* _Text provided_:

Sinhagad is a 1933 Marathi historical fact film directed by V. Shantaram.
The production company was Prabhat Film Company. The story was based on Hari Narayan Apte's literary classic novel "Gad Ala Pan Sinha Gela" (I Won The Fort But Lost A Lion). Apte was a famous Marathi novelist of the early twentieth century. The story's screenplay and dialogue were written by Govindrao Tembe who also provided the music for the film. The cinematographers were V. Avadhoot and Keshavrao Dhaiber. The cast included Master Vinayak, Baburao Pendharkar, Keshavrao Dhaiber, Leela Chandragiri, Shinde, Prabhavati, Budasaheb and Shankarrao Bhosle.

The film though based on the classic, followed the schematic pattern of the earlier silent film version by Baburao Painter Sinhagad (1923), and was based on Maratha Emperor Shivaji's Lieutenant, the Koli folk-hero Tanaji Malusare
The screenplay writer for both films was Narayan Hari Apte.

* _Records_:
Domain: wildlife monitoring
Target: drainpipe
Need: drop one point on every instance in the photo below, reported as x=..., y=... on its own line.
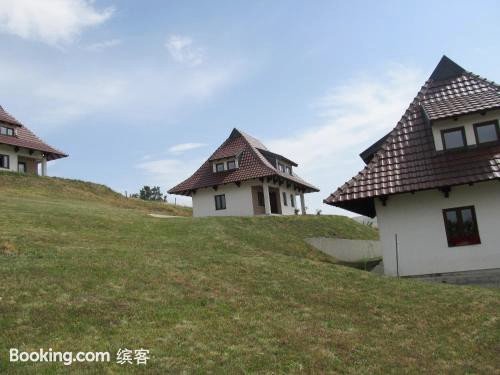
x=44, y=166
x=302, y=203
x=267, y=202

* _Actions to take_:
[1] Copy everything in the text about the film Sinhagad from "The production company" down to "and Shankarrao Bhosle.".
[2] Pick up the text about the film Sinhagad at the point where it stops, and carry it on.
The records have nothing to do with what comes next.

* _Answers below_:
[1]
The production company was Prabhat Film Company. The story was based on Hari Narayan Apte's literary classic novel "Gad Ala Pan Sinha Gela" (I Won The Fort But Lost A Lion). Apte was a famous Marathi novelist of the early twentieth century. The story's screenplay and dialogue were written by Govindrao Tembe who also provided the music for the film. The cinematographers were V. Avadhoot and Keshavrao Dhaiber. The cast included Master Vinayak, Baburao Pendharkar, Keshavrao Dhaiber, Leela Chandragiri, Shinde, Prabhavati, Budasaheb and Shankarrao Bhosle.

[2]
Plot
Udaybhanu (Baburao Pendharkar) captures Kamlakumari who is planning to commit Sati and brings her to his fort in Kondana. Tanaji Malusare prepares to attack the fort with fifty soldiers. He manages to scale it but is killed in the battle with Udaybhanu. Chatrapati Shivaji maharaj arrives and wins the fort but he is despondent on losing his most trusted Lieutenant.

Cast
 Master Vinayak
 Shankarrao Bhosle as Tanaji Malusure
 Baburao Pendharkar as Udaybhanu
 Kamaladevi
 Bazarbattoo
 G. R. Mane
 Vaghya The Dog
 Miss Kamla Devi
 Ibrahim
 Rahim Miyan
 Keshavrao Dhaiber

Soundtrack
The music director of the film was Govindrao Tembe. The popular songs from the film were Mard Maratha Mawalcha and Jyaachi Kirti Saarya Jagaat.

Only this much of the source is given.